> **Aim of the exercise**
State how many lines in the rows below contain the string "separated". Give only the number.
===== Provided records =====
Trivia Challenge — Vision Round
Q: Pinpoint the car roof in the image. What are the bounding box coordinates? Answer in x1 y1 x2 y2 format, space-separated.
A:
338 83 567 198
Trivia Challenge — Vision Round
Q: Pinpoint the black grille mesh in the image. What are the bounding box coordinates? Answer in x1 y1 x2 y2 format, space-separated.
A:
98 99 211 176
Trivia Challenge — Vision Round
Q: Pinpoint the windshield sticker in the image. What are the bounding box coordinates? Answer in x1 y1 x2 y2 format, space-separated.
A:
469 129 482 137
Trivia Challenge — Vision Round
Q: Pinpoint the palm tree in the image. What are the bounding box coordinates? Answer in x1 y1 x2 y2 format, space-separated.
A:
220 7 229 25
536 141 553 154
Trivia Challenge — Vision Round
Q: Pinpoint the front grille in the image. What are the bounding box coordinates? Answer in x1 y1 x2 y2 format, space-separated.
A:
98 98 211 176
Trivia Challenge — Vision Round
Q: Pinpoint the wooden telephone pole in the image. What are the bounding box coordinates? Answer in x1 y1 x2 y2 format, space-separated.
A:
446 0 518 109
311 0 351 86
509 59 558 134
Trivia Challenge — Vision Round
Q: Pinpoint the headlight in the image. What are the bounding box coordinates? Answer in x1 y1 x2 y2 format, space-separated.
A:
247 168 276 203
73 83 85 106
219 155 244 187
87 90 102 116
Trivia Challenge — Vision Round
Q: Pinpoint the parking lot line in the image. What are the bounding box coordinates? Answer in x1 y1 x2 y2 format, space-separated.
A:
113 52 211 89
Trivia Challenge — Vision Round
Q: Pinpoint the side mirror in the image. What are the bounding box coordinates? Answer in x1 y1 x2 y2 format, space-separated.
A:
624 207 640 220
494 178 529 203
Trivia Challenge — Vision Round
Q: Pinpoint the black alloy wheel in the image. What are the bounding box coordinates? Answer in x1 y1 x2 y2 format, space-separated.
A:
=====
> **Solution to this problem**
10